§ **Your instructions**: Count the lines below that contain the word "several". Give only the number.

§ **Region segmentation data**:

= = = = = = =

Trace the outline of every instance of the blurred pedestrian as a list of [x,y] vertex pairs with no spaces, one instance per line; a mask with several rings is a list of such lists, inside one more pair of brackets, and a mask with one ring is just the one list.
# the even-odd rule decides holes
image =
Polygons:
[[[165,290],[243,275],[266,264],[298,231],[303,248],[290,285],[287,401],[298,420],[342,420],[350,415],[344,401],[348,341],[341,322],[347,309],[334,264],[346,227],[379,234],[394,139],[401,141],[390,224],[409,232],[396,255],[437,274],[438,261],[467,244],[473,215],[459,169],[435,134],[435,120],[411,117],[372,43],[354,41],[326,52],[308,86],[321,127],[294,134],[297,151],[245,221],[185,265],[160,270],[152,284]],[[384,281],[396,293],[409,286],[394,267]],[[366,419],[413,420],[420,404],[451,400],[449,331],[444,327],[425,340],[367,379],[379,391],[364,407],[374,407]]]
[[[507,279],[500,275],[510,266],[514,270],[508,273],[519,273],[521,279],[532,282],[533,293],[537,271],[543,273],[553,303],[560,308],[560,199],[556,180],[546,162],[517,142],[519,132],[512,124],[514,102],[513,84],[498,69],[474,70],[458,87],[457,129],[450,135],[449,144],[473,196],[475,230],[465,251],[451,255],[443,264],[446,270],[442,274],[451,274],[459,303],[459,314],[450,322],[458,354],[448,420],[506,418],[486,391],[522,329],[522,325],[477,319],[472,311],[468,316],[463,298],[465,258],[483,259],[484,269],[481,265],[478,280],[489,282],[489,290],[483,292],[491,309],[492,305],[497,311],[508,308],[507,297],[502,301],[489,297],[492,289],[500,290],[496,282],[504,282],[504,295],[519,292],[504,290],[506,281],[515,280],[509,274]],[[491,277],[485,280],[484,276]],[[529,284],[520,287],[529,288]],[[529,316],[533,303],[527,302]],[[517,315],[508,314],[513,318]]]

= = = = = = =

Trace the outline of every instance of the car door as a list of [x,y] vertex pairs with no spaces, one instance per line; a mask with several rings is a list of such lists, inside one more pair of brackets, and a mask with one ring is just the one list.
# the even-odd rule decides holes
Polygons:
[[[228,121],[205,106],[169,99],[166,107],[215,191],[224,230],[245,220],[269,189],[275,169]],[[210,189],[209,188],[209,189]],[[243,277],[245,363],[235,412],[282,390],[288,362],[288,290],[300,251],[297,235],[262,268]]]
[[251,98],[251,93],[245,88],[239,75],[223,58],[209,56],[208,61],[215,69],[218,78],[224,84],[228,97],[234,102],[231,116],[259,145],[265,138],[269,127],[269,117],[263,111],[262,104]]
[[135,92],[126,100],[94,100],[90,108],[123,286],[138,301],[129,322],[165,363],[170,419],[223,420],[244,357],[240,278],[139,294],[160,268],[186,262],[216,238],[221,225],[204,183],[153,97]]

= = = = = = =

§ **Exercise response**: 2